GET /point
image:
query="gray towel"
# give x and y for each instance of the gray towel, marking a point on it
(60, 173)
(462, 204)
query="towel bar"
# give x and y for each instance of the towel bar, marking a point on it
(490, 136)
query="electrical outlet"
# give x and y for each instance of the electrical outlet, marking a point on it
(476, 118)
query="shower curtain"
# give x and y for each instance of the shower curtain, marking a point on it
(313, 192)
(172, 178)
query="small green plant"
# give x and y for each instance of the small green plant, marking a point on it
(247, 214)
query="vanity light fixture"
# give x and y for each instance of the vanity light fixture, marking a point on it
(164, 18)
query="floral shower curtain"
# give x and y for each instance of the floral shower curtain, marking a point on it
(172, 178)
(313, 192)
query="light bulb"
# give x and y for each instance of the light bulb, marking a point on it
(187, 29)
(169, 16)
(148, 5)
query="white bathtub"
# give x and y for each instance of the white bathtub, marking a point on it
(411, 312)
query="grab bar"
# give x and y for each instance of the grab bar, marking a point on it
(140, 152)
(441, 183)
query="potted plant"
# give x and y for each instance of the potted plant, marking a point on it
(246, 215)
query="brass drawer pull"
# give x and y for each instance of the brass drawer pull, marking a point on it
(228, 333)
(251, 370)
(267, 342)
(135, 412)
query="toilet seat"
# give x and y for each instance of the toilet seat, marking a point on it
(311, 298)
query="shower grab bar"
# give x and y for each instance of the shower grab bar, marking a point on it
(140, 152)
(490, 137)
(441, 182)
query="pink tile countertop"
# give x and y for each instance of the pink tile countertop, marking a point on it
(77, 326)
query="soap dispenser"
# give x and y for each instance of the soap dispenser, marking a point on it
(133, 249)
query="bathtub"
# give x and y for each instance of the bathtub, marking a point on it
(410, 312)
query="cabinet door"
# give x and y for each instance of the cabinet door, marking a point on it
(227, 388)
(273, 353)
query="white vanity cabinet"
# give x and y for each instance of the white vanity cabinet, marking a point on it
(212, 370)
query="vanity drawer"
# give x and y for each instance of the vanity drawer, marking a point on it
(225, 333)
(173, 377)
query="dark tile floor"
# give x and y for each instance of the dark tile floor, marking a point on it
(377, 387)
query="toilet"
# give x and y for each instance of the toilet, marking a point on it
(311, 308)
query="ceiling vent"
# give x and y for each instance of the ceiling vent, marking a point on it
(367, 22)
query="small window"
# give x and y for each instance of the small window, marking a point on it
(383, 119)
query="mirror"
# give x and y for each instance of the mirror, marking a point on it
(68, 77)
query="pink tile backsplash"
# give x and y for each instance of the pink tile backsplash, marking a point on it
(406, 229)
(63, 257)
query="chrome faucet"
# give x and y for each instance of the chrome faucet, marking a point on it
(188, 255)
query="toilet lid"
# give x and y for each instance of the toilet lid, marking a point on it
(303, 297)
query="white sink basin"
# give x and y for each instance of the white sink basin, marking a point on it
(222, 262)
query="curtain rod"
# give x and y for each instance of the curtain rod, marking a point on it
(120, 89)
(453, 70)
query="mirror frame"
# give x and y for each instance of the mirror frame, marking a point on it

• AIM
Copy out every line of the data above, exactly as given.

• THE OUTPUT
GET /point
image:
query="gray towel"
# give x and y for each instance of the gray towel, marking a point on it
(60, 173)
(462, 204)
query="towel bar"
# give x and y for each instance of the towel bar, marking a point on it
(490, 136)
query="electrical outlet"
# give x and y for each instance of the electrical outlet, marking a point on it
(476, 118)
query="shower curtain"
# give x and y for each instance of the shower curtain, marking a point on it
(313, 192)
(172, 178)
query="small green plant"
# give x and y for each instance of the small green plant, marking a point on it
(247, 214)
query="vanity light fixture"
# give x and y for each instance of the vanity light fixture, marking a point on it
(164, 18)
query="floral shower curtain"
# give x and y for each instance of the floral shower curtain, marking a point on it
(172, 178)
(313, 192)
query="light bulb"
# give x and y for each instance of the light bulb, marking a point on it
(187, 29)
(169, 16)
(148, 5)
query="white bathtub"
# give x and y for each instance of the white bathtub, marking a point on it
(411, 312)
query="grab bar"
# give x and y for each instance of the grab bar, marking a point on it
(140, 152)
(441, 183)
query="potted plant"
# give x and y for each instance of the potted plant, marking a point on it
(246, 215)
query="brass drawer pull"
# give x and y for each instance of the brass drawer pull, marking a point on it
(228, 333)
(251, 370)
(267, 342)
(135, 412)
query="toilet seat"
# give x and y for each instance of the toilet seat, marking a point on it
(311, 298)
query="shower grab bar"
# give x and y for each instance of the shower grab bar, marking a point on it
(140, 152)
(490, 137)
(441, 182)
query="pink tile countertop"
# give x and y for each instance of the pink tile countertop, marking a point on it
(77, 326)
query="soap dispenser"
# give x and y for each instance of the soap dispenser, marking a point on it
(133, 249)
query="bathtub"
# give x and y for each instance of the bathtub, marking a point on it
(410, 312)
query="cabinet door"
# give x and y for each instance of the cabinet door, marking a point on it
(227, 388)
(273, 353)
query="white vanity cabinet"
# give x and y for each instance of the white vanity cabinet, marking a point on it
(212, 370)
query="vanity drawer"
# give x and y for each instance of the vanity drawer, marking a point on it
(225, 333)
(173, 377)
query="dark tile floor"
# give x and y for each instance of the dark tile floor, marking a point on it
(377, 387)
query="toilet"
# give x and y for each instance of the toilet, marking a point on it
(311, 308)
query="ceiling vent"
# give x and y for each instance of the ceiling vent, marking a point on it
(367, 22)
query="small window"
# give x and y for each instance of the small window, marking a point on it
(383, 119)
query="mirror"
# give x and y for each instance of the mirror, marking a point on it
(68, 77)
query="pink tile backsplash"
# give x and y for each instance of the pink tile backsplash, marking a point on it
(406, 229)
(63, 257)
query="chrome faucet"
# give x and y for each instance of the chrome faucet, marking a point on it
(188, 255)
query="toilet lid"
# give x and y for each instance of the toilet lid, marking a point on it
(303, 297)
query="white sink basin"
# give x and y for each instance of the white sink basin, marking a point on it
(222, 262)
query="curtain rod"
# give x and y for each instance of the curtain rod, marking a point on it
(120, 89)
(453, 70)
query="mirror frame"
# give x and y for each instance of the mirror frame, marking a point on it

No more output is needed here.